(라벨이 붙은 대상의 지점 표시 항목)
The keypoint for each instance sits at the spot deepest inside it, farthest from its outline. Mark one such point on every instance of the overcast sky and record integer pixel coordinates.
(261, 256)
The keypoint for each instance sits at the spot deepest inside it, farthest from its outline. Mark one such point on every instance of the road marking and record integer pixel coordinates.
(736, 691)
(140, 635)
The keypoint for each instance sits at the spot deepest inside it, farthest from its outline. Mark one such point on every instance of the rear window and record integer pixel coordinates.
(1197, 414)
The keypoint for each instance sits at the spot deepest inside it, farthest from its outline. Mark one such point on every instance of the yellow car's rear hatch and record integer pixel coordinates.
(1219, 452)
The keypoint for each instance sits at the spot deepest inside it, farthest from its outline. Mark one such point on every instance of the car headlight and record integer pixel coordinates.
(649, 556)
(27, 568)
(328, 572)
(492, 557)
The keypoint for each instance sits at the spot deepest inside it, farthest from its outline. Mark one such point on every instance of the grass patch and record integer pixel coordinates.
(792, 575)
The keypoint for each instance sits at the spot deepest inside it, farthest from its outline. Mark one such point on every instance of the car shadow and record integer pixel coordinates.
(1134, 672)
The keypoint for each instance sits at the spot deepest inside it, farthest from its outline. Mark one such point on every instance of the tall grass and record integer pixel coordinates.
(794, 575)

---

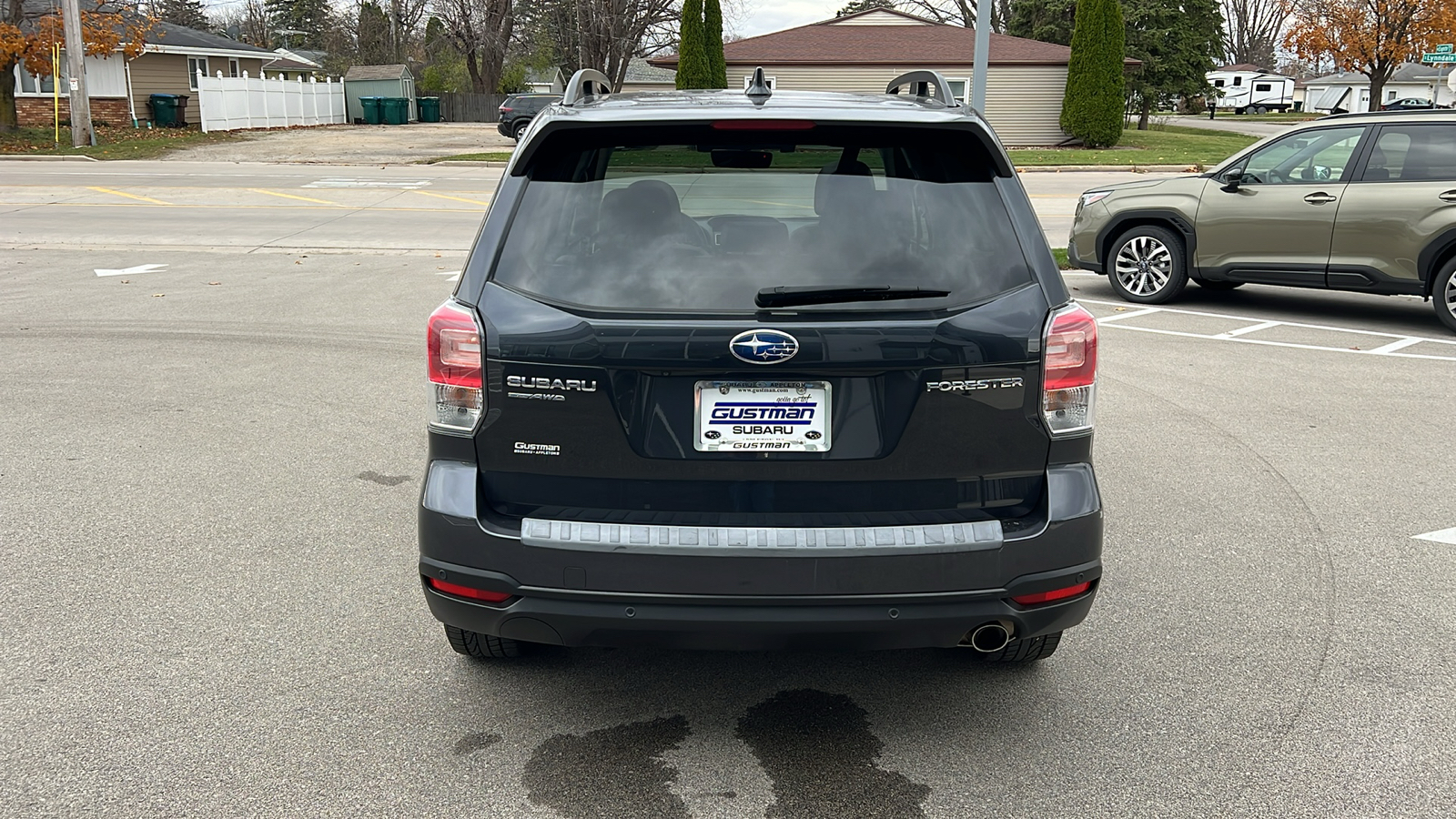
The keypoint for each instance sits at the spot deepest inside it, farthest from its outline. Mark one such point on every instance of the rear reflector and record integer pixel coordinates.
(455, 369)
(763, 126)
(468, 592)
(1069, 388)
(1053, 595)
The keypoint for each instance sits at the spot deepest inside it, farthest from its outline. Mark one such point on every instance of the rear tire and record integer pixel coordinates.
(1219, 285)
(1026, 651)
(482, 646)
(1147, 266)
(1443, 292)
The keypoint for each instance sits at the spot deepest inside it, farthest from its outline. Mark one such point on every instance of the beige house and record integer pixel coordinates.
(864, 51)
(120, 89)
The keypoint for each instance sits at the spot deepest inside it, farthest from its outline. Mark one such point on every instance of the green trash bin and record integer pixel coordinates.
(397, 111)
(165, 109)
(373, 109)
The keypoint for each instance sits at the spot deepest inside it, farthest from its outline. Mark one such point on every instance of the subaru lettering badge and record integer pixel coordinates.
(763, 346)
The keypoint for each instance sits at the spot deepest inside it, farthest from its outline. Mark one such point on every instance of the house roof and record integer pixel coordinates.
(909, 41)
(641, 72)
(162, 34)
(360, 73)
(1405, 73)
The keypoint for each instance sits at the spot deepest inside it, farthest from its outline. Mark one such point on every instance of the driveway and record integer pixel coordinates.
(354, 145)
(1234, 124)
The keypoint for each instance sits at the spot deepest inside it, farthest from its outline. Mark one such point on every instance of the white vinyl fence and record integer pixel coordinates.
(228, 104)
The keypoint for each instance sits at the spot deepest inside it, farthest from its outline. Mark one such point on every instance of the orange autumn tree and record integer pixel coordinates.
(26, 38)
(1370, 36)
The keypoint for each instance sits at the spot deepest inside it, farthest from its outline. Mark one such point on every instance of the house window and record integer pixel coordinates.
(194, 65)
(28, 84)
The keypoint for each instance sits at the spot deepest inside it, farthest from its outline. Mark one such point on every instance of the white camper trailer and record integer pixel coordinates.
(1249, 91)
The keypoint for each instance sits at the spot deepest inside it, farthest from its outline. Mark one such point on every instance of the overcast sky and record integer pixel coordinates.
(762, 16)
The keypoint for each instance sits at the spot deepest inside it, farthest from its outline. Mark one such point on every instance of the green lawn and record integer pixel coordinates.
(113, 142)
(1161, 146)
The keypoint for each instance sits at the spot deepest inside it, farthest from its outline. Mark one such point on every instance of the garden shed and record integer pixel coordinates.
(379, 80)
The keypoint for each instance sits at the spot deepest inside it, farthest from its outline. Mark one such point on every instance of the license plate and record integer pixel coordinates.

> **서술형 문제**: 위 자료에서 단어 "window"이(가) 들어 있는 줄을 하나도 빠뜨리지 말고 모두 반환해 주세요.

> **모범 풀이**:
The keypoint for each instance sits at the spot deepest inside it, farthest from its outline. Mark one such point on every instance of the rear window and record integer pixel coordinates.
The keypoint for each instance sits at the spot deepest inside it, farthest from its outline. Mark one such point on every instance of the house window and record integer pixel coordinates.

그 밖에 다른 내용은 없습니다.